EXERCISE: Can the data below be echoed back word for word?

- - - - - - -

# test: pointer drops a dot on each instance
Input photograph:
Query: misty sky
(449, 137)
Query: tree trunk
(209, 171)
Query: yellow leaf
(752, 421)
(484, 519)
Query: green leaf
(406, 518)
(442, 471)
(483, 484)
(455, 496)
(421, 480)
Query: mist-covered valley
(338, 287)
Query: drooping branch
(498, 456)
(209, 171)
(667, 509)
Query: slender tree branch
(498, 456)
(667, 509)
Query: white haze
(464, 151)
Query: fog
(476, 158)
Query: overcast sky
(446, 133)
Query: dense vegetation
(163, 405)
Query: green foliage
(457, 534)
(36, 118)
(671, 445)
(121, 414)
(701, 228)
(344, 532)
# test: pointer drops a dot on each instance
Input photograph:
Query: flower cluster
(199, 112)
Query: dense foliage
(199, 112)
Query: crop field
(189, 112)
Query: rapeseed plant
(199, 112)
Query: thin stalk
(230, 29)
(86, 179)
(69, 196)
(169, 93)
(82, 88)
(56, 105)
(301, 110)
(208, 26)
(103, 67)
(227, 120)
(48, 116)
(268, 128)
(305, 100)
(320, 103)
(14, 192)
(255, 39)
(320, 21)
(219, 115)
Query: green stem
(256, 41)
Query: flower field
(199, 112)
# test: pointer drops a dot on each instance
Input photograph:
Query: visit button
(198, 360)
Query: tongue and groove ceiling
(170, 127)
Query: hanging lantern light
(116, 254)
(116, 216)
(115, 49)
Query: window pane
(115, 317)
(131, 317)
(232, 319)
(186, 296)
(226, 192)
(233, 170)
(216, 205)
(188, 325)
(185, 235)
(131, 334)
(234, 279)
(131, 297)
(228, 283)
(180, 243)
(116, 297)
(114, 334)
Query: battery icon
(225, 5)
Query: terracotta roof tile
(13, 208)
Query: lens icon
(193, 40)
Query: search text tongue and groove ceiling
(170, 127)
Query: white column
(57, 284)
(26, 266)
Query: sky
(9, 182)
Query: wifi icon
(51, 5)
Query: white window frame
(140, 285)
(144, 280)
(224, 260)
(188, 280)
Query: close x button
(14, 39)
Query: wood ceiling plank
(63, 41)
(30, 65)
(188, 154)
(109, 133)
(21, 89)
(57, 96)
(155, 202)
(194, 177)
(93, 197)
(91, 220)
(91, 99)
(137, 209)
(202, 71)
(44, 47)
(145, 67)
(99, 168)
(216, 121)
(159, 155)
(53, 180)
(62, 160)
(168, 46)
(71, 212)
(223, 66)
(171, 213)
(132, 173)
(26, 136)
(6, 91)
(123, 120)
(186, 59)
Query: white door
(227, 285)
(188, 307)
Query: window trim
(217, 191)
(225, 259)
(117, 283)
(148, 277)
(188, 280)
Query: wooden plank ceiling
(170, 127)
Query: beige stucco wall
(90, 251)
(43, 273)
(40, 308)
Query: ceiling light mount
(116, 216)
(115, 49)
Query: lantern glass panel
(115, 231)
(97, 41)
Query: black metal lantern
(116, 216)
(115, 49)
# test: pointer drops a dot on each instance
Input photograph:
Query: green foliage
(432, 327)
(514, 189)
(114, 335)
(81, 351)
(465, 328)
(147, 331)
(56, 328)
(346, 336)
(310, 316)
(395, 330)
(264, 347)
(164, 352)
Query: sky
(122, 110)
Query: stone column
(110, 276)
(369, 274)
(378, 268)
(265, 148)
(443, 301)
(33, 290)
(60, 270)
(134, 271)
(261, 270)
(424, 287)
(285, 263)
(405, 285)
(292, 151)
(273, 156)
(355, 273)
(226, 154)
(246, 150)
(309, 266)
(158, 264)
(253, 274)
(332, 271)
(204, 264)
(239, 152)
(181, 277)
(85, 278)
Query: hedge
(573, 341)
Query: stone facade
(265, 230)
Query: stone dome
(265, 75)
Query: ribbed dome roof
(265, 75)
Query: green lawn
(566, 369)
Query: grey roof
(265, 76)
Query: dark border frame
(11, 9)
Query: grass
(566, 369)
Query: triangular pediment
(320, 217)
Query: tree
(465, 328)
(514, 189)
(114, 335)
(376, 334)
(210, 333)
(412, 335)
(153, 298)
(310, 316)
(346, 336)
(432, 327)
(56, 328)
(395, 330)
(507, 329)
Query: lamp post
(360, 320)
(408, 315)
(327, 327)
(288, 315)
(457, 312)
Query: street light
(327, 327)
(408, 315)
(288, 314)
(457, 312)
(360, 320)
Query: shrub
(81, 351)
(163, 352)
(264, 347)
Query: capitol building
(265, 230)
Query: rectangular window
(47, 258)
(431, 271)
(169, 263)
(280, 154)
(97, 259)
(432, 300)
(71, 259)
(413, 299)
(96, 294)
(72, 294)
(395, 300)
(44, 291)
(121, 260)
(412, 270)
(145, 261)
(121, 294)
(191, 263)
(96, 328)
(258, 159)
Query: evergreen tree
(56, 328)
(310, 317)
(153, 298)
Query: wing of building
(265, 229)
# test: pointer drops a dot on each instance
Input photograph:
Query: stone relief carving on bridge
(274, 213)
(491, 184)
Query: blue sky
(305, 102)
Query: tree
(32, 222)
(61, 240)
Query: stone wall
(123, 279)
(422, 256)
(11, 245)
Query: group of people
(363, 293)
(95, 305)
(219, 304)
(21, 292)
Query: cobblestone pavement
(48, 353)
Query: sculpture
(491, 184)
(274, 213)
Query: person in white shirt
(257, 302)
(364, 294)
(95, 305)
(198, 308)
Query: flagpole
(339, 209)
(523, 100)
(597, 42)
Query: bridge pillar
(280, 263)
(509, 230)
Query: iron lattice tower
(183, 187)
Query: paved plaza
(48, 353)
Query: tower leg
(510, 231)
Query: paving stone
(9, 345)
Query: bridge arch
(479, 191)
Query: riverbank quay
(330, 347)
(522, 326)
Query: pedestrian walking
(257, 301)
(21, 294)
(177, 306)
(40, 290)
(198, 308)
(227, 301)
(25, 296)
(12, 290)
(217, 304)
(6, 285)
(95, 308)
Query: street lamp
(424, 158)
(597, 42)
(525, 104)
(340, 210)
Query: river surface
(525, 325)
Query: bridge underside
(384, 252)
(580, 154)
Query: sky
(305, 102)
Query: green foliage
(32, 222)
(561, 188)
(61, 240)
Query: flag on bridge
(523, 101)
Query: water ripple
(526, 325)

- - - - - - -

SOLUTION TO THE PROBLEM:
# test: pointer drops a dot on each instance
Input photograph:
Query: misty sky
(449, 137)
Query: tree trunk
(209, 171)
Query: yellow leaf
(752, 421)
(484, 519)
Query: green leaf
(406, 518)
(442, 471)
(483, 484)
(455, 496)
(421, 480)
Query: mist-covered valley
(338, 287)
Query: drooping branch
(498, 456)
(209, 171)
(667, 509)
Query: slender tree branch
(498, 456)
(667, 509)
Query: white haze
(464, 151)
Query: fog
(476, 158)
Query: overcast sky
(446, 133)
Query: dense vegetation
(163, 405)
Query: green foliage
(457, 534)
(36, 118)
(671, 445)
(121, 414)
(701, 228)
(344, 532)
# test: pointer drops a dot on each instance
Input photograph:
Query: flower cluster
(199, 112)
Query: dense foliage
(199, 112)
Query: crop field
(189, 112)
Query: rapeseed plant
(199, 112)
Query: thin stalk
(230, 29)
(86, 179)
(69, 196)
(169, 93)
(82, 88)
(56, 105)
(301, 110)
(208, 26)
(103, 67)
(227, 120)
(48, 116)
(268, 128)
(305, 100)
(320, 103)
(14, 192)
(255, 39)
(320, 21)
(219, 115)
Query: green stem
(256, 41)
Query: flower field
(199, 112)
# test: pointer drops a dot on each instance
Input photograph:
Query: visit button
(198, 360)
Query: tongue and groove ceiling
(170, 127)
Query: hanging lantern light
(116, 254)
(116, 216)
(115, 49)
Query: window pane
(115, 317)
(131, 317)
(232, 319)
(186, 296)
(226, 192)
(233, 170)
(216, 205)
(188, 325)
(185, 235)
(131, 334)
(234, 279)
(131, 297)
(228, 283)
(180, 243)
(116, 297)
(114, 334)
Query: battery icon
(225, 5)
Query: terracotta roof tile
(13, 208)
Query: lens icon
(193, 40)
Query: search text tongue and groove ceiling
(170, 127)
Query: white column
(57, 284)
(26, 266)
Query: sky
(9, 182)
Query: wifi icon
(51, 5)
Query: white window frame
(140, 285)
(144, 280)
(224, 260)
(188, 280)
Query: close x button
(14, 39)
Query: wood ceiling plank
(63, 41)
(30, 65)
(188, 154)
(109, 133)
(21, 89)
(57, 96)
(155, 202)
(194, 177)
(93, 197)
(91, 220)
(91, 99)
(137, 209)
(202, 71)
(44, 47)
(145, 67)
(99, 168)
(216, 121)
(159, 155)
(53, 180)
(62, 160)
(168, 46)
(71, 212)
(223, 66)
(171, 213)
(132, 173)
(26, 136)
(6, 91)
(123, 120)
(186, 59)
Query: white door
(227, 285)
(188, 307)
Query: window trim
(217, 191)
(225, 259)
(117, 283)
(148, 277)
(188, 280)
Query: wooden plank ceiling
(170, 127)
Query: beige stucco wall
(90, 251)
(43, 273)
(40, 308)
Query: ceiling light mount
(116, 216)
(115, 49)
Query: lantern glass panel
(115, 231)
(97, 41)
Query: black metal lantern
(116, 216)
(115, 49)
# test: pointer drops a dot on each instance
Input photograph:
Query: green foliage
(432, 327)
(514, 189)
(114, 335)
(81, 351)
(465, 328)
(147, 331)
(56, 328)
(346, 336)
(310, 316)
(395, 330)
(264, 347)
(164, 352)
Query: sky
(122, 110)
Query: stone column
(110, 276)
(369, 274)
(378, 268)
(265, 148)
(443, 301)
(33, 290)
(60, 270)
(134, 271)
(261, 270)
(424, 287)
(285, 263)
(405, 285)
(292, 151)
(273, 156)
(355, 273)
(226, 154)
(246, 150)
(309, 266)
(158, 264)
(253, 274)
(332, 271)
(204, 264)
(239, 152)
(181, 277)
(85, 278)
Query: hedge
(573, 341)
Query: stone facade
(265, 230)
Query: stone dome
(265, 75)
Query: ribbed dome roof
(265, 75)
Query: green lawn
(566, 369)
Query: grey roof
(265, 76)
Query: dark border frame
(11, 9)
Query: grass
(566, 369)
Query: triangular pediment
(320, 217)
Query: tree
(465, 328)
(514, 189)
(114, 335)
(376, 334)
(210, 333)
(412, 335)
(153, 298)
(310, 316)
(346, 336)
(432, 327)
(56, 328)
(395, 330)
(507, 329)
Query: lamp post
(360, 320)
(408, 315)
(327, 327)
(288, 315)
(457, 312)
Query: street light
(327, 327)
(408, 315)
(288, 314)
(457, 312)
(360, 320)
Query: shrub
(81, 351)
(163, 352)
(264, 347)
Query: capitol building
(265, 230)
Query: rectangular window
(47, 258)
(431, 271)
(169, 263)
(280, 154)
(97, 259)
(432, 300)
(71, 259)
(413, 299)
(96, 294)
(72, 294)
(395, 300)
(44, 291)
(121, 260)
(412, 270)
(145, 261)
(121, 294)
(191, 263)
(96, 328)
(258, 159)
Query: evergreen tree
(56, 328)
(310, 317)
(153, 298)
Query: wing of building
(265, 229)
# test: pointer drops a dot on each instance
Input photograph:
Query: stone relief carving on bridge
(274, 213)
(491, 184)
Query: blue sky
(305, 102)
Query: tree
(32, 222)
(61, 240)
Query: stone wall
(123, 279)
(422, 256)
(11, 245)
Query: group of people
(363, 293)
(95, 305)
(219, 304)
(21, 292)
Query: cobblestone pavement
(48, 353)
Query: sculpture
(491, 184)
(274, 213)
Query: person in white shirt
(257, 302)
(364, 294)
(95, 305)
(198, 308)
Query: flagpole
(339, 209)
(523, 100)
(597, 42)
Query: bridge pillar
(280, 263)
(509, 230)
Query: iron lattice tower
(183, 187)
Query: paved plaza
(48, 353)
Query: tower leg
(510, 231)
Query: paving stone
(9, 345)
Query: bridge arch
(479, 191)
Query: riverbank quay
(330, 347)
(522, 326)
Query: pedestrian walking
(257, 301)
(21, 294)
(177, 306)
(40, 290)
(198, 308)
(227, 301)
(25, 296)
(12, 290)
(217, 304)
(6, 285)
(95, 308)
Query: street lamp
(424, 158)
(597, 42)
(525, 104)
(340, 210)
Query: river surface
(525, 325)
Query: bridge underside
(384, 252)
(580, 154)
Query: sky
(305, 102)
Query: green foliage
(32, 222)
(561, 188)
(61, 240)
Query: flag on bridge
(523, 101)
Query: water ripple
(526, 325)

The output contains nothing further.